▶ TASK DIRECTIONS
Repeat the lines of the listing below word for word, starting at the line containing "Task: find the gray" and continuing through the last line of the listing.

▶ EXERCISE INPUTS
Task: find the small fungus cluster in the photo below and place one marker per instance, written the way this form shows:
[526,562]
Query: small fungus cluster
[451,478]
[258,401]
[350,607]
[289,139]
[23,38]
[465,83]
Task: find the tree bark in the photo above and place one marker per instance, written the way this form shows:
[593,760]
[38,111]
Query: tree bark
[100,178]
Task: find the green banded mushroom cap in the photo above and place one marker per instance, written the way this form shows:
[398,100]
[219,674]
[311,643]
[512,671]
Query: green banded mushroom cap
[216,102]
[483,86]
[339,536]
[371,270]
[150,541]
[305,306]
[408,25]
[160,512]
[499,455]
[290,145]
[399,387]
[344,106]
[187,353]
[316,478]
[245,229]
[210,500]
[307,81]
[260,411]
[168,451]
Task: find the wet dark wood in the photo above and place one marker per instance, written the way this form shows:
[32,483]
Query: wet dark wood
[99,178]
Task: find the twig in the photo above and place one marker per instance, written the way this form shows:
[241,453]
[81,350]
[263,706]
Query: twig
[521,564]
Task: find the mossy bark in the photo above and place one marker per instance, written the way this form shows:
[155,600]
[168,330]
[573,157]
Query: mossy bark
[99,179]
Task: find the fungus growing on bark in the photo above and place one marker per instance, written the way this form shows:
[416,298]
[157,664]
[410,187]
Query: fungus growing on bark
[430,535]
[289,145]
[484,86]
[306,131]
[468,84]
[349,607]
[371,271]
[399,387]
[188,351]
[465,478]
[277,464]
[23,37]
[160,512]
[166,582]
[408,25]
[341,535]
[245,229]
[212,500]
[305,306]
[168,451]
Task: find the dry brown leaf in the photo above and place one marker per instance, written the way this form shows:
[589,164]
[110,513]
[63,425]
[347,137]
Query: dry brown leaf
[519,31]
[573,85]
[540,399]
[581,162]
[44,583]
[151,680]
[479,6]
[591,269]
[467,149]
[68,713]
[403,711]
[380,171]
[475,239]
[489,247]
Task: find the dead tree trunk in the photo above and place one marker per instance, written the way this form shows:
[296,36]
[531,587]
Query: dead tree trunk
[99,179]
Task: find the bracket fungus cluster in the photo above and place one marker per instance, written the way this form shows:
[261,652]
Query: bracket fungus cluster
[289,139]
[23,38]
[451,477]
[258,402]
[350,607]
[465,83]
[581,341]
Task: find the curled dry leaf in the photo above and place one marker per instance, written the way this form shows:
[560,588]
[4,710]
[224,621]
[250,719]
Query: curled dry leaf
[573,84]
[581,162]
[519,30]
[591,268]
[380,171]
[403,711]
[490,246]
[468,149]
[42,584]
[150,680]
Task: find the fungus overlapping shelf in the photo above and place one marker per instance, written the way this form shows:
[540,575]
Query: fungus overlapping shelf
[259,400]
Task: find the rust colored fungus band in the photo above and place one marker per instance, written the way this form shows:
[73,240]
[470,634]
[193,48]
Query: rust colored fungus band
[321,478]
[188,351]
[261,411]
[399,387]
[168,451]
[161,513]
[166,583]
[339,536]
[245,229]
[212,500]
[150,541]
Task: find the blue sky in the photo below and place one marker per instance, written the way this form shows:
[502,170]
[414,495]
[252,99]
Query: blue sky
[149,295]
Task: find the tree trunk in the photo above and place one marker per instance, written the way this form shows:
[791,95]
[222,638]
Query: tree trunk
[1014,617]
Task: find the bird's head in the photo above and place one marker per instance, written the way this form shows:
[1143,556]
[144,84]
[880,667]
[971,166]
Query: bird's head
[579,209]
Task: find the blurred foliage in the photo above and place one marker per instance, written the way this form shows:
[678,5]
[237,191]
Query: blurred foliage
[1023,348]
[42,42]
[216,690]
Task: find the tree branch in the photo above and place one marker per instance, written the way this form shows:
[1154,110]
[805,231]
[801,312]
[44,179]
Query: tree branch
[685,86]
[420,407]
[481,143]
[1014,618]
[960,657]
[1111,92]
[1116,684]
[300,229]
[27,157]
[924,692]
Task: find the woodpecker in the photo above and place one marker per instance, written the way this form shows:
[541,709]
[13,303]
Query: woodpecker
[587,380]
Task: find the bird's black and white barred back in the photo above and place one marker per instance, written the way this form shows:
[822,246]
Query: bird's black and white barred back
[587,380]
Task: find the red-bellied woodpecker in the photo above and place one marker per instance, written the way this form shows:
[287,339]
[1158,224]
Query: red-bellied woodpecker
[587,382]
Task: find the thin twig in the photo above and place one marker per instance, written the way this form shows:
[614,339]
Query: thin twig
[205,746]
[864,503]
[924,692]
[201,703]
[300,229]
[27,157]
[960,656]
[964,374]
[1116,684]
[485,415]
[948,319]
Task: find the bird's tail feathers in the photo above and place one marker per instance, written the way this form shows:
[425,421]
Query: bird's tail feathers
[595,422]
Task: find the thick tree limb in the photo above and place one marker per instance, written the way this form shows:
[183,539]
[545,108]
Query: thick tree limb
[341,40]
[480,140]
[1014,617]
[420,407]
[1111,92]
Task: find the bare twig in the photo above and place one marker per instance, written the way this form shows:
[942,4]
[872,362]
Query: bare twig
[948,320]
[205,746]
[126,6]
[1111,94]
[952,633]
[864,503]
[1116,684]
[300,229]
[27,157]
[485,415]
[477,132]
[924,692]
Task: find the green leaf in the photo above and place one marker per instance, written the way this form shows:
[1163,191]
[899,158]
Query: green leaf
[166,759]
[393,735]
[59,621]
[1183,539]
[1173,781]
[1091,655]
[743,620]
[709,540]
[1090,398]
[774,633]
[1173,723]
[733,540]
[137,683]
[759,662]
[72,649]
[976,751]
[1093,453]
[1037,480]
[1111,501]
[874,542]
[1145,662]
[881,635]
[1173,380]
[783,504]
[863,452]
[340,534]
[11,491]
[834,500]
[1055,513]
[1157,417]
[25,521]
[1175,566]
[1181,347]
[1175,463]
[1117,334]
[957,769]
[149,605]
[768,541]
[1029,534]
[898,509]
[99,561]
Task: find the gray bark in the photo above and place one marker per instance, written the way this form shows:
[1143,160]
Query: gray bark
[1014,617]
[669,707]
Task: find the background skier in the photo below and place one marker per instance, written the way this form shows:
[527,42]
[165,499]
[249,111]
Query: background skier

▶ EXPECTED OUTPUT
Task: find the gray bark in the photo above and place one marker per instance, written the way this form shows:
[1143,160]
Query: gray bark
[1014,617]
[669,707]
Task: find the background skier in the photo below and place one marker per instance, written the way this form shows:
[527,42]
[165,499]
[249,111]
Query: background skier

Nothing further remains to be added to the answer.